▶ **Given information**
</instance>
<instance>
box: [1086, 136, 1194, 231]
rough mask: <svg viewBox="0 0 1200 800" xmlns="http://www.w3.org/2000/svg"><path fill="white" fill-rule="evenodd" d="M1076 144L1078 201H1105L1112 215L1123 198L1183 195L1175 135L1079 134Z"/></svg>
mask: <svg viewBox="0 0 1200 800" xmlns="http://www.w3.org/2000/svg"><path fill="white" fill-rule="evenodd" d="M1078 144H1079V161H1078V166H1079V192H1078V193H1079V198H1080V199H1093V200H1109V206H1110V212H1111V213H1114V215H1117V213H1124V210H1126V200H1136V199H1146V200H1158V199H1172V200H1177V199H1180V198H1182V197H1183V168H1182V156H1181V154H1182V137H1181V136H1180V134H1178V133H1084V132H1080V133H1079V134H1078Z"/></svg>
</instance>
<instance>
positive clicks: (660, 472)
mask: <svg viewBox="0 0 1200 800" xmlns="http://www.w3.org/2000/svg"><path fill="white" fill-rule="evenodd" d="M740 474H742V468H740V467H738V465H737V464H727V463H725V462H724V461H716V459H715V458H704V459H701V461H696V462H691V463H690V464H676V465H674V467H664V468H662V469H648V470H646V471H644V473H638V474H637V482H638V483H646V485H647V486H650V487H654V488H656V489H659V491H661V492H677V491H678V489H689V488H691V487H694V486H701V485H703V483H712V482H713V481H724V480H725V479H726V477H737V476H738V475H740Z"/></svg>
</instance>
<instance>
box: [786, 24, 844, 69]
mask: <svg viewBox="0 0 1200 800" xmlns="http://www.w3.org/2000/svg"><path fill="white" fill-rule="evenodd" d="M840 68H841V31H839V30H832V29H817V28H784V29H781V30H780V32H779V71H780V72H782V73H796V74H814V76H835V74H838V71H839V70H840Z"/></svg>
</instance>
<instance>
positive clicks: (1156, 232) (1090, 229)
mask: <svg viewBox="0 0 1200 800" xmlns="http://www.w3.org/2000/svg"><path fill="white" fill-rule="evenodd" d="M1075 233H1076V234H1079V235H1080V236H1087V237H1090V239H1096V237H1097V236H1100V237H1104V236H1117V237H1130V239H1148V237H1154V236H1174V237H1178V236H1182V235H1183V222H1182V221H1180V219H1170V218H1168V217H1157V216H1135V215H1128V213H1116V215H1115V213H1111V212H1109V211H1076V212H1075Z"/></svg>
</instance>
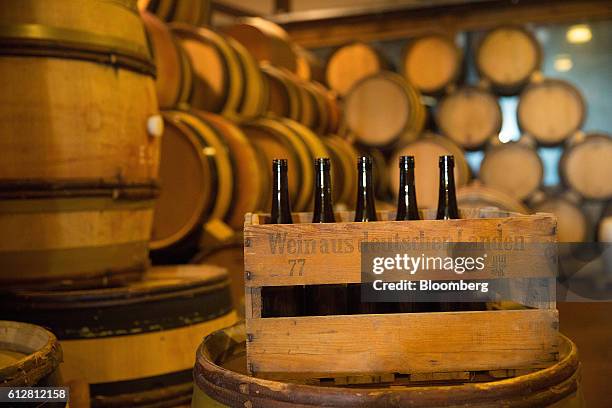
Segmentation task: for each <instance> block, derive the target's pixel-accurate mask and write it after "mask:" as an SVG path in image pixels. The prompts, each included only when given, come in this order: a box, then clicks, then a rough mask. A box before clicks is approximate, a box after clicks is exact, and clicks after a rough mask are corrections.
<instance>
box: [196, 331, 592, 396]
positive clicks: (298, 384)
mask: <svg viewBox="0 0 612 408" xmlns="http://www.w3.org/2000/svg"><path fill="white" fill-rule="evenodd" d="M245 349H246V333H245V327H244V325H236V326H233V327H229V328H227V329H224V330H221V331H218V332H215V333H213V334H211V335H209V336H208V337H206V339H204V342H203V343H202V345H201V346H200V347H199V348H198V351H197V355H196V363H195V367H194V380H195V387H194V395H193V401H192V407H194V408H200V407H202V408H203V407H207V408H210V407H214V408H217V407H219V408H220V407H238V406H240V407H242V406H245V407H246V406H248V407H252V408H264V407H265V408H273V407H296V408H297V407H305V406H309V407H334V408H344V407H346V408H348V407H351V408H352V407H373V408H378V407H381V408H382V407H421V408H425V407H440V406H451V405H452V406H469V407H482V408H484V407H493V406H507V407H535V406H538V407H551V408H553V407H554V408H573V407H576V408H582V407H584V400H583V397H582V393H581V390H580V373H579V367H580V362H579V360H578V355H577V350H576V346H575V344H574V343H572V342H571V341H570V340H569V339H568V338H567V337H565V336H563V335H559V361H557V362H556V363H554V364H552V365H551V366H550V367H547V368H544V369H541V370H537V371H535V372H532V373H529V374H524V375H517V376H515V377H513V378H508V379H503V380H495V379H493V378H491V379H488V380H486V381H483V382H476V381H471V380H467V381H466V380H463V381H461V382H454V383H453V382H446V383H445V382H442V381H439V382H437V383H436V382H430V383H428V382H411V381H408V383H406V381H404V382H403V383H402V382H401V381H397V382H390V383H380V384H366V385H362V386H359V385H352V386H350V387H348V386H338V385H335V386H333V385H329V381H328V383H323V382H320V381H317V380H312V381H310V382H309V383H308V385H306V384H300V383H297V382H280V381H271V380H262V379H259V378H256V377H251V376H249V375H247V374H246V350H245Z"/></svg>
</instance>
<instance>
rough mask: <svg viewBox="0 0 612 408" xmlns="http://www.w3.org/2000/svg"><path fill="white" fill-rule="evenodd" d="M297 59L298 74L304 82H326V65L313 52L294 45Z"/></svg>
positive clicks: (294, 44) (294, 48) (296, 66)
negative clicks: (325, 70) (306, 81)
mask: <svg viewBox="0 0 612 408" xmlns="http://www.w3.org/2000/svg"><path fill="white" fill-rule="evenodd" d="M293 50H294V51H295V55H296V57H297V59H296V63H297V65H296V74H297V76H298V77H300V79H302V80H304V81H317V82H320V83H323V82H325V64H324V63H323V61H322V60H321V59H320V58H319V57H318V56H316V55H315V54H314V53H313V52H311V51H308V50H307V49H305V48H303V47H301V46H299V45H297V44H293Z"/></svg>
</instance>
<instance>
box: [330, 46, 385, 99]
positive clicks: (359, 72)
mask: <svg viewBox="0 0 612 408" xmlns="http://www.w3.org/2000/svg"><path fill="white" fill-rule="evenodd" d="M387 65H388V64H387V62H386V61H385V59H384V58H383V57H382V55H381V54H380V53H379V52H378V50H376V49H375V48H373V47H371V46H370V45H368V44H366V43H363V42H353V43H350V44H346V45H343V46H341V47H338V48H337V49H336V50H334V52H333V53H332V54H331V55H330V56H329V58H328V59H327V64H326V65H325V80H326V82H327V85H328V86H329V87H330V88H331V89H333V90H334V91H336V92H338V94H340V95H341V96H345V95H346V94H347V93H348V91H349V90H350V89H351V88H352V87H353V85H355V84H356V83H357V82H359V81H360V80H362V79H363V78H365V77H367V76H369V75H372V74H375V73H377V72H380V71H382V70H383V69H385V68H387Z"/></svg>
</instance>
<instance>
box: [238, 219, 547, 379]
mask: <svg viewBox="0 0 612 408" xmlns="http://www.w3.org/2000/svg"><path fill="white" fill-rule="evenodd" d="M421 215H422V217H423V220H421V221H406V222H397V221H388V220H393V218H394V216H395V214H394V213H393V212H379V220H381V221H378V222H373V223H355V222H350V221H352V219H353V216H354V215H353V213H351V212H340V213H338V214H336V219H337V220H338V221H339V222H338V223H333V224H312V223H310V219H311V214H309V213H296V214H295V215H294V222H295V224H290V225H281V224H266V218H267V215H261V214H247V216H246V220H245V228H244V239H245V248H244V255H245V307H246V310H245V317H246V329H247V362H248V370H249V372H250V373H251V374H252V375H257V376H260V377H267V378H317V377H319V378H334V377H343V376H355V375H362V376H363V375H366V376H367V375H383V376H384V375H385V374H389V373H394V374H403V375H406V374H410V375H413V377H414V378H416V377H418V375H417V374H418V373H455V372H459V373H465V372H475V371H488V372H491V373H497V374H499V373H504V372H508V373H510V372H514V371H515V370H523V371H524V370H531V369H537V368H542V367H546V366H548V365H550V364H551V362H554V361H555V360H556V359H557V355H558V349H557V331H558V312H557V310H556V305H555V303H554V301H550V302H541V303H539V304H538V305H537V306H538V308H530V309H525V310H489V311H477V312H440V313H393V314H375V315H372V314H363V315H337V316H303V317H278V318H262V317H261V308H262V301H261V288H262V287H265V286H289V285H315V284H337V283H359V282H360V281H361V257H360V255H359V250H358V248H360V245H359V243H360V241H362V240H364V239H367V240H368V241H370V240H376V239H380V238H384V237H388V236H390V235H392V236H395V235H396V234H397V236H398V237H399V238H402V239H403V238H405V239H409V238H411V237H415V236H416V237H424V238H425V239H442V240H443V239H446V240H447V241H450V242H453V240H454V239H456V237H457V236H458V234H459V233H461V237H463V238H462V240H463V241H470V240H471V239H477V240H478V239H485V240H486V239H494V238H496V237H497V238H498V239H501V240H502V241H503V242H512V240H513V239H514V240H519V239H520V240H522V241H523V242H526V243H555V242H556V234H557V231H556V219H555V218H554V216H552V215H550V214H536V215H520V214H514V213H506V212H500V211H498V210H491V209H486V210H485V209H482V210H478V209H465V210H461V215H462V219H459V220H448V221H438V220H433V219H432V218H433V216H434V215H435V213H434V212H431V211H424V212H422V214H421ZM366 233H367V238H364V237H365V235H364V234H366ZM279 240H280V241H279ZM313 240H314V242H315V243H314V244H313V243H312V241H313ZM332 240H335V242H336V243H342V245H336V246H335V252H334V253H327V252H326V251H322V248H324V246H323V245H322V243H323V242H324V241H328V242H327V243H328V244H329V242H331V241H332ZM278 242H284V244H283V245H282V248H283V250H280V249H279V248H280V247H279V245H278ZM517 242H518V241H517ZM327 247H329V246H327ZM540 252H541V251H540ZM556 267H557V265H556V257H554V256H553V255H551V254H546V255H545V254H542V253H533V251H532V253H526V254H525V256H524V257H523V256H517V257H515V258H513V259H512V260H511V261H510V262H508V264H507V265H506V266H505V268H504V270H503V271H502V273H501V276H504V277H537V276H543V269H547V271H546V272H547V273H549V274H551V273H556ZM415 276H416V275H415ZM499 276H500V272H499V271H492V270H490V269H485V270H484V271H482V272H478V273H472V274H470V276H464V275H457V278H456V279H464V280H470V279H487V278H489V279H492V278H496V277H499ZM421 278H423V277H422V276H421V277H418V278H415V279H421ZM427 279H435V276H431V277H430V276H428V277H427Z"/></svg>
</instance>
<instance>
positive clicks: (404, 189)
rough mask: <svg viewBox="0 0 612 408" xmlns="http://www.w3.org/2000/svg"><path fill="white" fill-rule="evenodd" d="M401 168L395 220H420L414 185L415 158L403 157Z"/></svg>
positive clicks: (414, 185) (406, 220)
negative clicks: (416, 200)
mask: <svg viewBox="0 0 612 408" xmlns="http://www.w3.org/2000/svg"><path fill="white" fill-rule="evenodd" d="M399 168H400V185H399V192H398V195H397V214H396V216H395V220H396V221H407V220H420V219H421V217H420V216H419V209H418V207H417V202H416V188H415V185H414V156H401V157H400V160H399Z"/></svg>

...

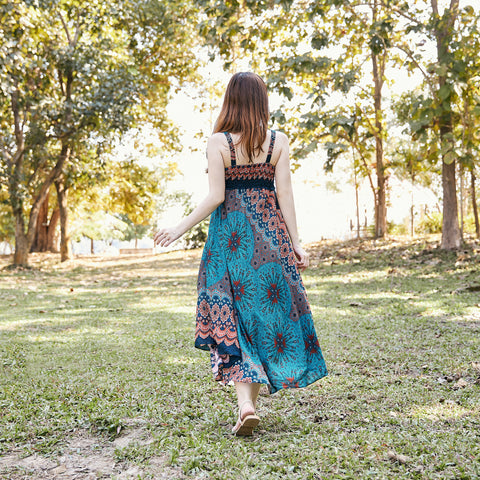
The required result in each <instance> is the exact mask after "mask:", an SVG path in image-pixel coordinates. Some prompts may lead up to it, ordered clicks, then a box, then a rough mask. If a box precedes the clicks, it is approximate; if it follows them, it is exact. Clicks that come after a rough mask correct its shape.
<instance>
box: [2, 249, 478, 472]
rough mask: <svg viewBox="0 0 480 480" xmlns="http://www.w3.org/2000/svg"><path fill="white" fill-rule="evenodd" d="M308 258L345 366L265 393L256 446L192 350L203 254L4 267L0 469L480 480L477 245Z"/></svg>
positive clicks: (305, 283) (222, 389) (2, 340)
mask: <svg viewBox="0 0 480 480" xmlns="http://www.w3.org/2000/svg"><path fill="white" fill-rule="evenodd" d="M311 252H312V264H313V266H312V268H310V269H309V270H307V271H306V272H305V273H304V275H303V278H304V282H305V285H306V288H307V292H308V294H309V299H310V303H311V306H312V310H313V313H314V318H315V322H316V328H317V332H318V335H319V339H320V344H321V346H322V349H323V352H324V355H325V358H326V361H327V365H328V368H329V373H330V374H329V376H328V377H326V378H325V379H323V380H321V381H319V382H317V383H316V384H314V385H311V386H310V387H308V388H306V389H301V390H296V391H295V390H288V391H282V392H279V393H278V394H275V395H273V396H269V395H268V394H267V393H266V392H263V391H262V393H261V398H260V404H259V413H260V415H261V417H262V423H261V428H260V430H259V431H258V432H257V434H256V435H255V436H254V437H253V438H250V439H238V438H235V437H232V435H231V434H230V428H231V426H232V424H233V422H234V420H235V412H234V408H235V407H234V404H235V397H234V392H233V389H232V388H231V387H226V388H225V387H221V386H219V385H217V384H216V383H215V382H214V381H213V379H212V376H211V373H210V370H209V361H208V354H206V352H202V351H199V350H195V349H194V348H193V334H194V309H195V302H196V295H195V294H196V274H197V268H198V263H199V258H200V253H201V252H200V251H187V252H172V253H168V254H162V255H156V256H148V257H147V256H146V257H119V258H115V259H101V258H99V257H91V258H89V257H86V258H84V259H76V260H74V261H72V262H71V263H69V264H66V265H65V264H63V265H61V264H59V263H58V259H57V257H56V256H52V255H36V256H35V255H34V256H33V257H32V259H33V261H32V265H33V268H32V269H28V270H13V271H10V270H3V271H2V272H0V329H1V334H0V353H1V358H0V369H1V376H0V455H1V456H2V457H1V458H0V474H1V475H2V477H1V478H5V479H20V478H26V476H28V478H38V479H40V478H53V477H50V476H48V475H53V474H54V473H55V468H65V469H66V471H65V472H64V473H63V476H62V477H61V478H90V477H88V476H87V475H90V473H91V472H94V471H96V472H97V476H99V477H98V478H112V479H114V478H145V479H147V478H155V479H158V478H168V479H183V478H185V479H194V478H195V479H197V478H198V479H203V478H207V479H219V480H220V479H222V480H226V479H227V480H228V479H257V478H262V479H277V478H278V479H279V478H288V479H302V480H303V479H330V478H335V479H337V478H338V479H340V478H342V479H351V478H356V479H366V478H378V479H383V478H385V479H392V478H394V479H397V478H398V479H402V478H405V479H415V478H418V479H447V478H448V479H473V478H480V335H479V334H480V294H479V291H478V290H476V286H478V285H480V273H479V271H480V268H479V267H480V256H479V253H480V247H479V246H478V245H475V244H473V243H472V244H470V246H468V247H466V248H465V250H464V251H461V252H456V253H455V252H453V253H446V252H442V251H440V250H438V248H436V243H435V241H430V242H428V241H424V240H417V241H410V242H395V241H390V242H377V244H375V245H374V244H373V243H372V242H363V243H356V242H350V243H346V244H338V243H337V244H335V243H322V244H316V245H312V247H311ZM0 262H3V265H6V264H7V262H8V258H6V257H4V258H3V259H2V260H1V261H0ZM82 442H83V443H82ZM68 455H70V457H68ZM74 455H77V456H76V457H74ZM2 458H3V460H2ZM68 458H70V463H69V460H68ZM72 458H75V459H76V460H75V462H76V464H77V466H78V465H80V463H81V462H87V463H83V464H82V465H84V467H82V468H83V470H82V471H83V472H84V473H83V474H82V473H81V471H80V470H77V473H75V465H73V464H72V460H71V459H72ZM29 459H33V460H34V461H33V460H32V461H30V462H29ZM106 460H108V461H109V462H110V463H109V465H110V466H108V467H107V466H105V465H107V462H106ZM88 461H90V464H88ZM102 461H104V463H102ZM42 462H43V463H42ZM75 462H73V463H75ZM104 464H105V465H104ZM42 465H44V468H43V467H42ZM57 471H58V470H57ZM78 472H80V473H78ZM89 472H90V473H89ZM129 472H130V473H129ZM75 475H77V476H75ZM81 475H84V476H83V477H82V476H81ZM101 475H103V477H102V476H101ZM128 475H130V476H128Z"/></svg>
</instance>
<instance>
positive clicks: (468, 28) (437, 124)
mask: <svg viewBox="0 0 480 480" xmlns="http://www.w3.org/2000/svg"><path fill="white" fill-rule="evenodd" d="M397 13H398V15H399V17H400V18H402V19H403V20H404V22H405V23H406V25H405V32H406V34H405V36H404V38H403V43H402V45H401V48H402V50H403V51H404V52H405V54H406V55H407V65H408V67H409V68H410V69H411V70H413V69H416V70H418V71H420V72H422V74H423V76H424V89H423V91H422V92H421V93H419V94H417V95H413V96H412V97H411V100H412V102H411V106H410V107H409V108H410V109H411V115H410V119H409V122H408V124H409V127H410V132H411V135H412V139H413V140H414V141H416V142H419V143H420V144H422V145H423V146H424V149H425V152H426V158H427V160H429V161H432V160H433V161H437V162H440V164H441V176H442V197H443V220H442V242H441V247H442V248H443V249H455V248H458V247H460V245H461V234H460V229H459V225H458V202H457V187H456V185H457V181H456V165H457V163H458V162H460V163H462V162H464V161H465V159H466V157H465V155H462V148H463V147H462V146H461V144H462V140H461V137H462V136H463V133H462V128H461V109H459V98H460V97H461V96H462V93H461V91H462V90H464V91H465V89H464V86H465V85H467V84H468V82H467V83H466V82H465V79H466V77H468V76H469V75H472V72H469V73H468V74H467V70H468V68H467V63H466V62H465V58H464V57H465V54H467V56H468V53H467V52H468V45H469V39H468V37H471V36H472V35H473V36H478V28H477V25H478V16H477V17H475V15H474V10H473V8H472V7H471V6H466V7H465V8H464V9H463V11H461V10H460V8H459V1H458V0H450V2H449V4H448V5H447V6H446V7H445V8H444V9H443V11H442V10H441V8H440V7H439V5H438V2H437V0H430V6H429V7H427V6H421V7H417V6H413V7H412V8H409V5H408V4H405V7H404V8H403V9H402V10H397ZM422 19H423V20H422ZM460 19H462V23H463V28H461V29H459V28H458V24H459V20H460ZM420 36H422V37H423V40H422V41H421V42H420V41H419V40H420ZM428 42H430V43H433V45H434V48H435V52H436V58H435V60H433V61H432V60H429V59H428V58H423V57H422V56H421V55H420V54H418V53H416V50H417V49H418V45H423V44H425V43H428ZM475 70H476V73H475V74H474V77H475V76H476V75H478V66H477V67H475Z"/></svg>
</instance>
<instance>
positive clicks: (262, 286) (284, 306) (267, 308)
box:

▶ **Problem statement**
Across the entries above, tally every line that includes the string "each", then state only the count.

▶ **Response to the task**
2